Tu objetivo:
Cambia "calendario" por "almanaque" en el texto sobre el otoño y escribe de nuevo todo lo que va desde "De nuevo el" hasta "visito a diario.".

Texto de estudio:
::::::::::

De nuevo el otoño. Llega perezoso, como si le costara despertarse
de un largo sueño. Hay otoños que marcan y otros que pasan desapercibidos. Este
viene con el peso del recuerdo. Todos y cada uno de ellos viene con voces e
imágenes de los que le precedieron. No obstante, este es especial.
La hoja del calendario me lo indica. Es un calendario
tradicional, de papel, con sus meses separados en páginas diferentes. Números negros
encerrados en cuadrados blancos. Muy visibles. Septiembre tiene una fecha, de
dos dígitos, y arrastra una ausencia: «Se cumple el décimo aniversario», me
susurra.
Yo no necesito que me lo recuerde. Lo leo en mis versos, en
la lluvia caída recientemente, y en los archivos de mi ordenador que
últimamente visito a diario.
Deseo conmemorar esa fecha, ese aniversario, hacer algo
especial para que este 21 de septiembre no se quede solo en eso, en una fecha
más para el recuerdo. Quisiera dotarla de algo diferente. Me empeño en que el
décimo aniversario se vista de luces. Y recurro a los momentos difíciles, pero
esta vez prescindiendo del llanto. Si acaso, una lágrima furtiva cuando estoy a
solas. Una lágrima que sea solo mía.
Me desprendo de ella con pañuelo de tela, como los que él
solía utilizar. Me miro en el espejo y, con diez años más en mi rostro, sonrío.

::::::::::

Entradas del conjunto de datos
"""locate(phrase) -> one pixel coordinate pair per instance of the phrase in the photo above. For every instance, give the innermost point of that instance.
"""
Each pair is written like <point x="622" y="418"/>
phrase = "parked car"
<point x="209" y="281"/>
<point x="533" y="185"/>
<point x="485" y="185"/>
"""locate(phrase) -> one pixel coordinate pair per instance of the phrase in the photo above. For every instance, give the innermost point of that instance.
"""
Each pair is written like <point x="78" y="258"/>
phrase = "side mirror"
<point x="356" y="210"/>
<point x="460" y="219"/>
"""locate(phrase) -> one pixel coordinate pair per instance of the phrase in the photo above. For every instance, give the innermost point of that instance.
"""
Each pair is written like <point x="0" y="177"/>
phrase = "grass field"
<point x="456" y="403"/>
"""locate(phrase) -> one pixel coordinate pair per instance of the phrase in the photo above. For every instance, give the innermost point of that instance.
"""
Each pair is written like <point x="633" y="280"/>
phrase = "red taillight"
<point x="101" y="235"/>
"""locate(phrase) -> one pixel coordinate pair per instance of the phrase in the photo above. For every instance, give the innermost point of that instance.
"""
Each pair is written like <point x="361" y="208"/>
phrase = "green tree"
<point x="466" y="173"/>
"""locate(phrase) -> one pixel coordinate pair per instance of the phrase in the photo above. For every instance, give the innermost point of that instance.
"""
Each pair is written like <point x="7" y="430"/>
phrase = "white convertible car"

::::::::::

Solución:
De nuevo el otoño. Llega perezoso, como si le costara despertarse
de un largo sueño. Hay otoños que marcan y otros que pasan desapercibidos. Este
viene con el peso del recuerdo. Todos y cada uno de ellos viene con voces e
imágenes de los que le precedieron. No obstante, este es especial.
La hoja del almanaque me lo indica. Es un almanaque
tradicional, de papel, con sus meses separados en páginas diferentes. Números negros
encerrados en cuadrados blancos. Muy visibles. Septiembre tiene una fecha, de
dos dígitos, y arrastra una ausencia: «Se cumple el décimo aniversario», me
susurra.
Yo no necesito que me lo recuerde. Lo leo en mis versos, en
la lluvia caída recientemente, y en los archivos de mi ordenador que
últimamente visito a diario.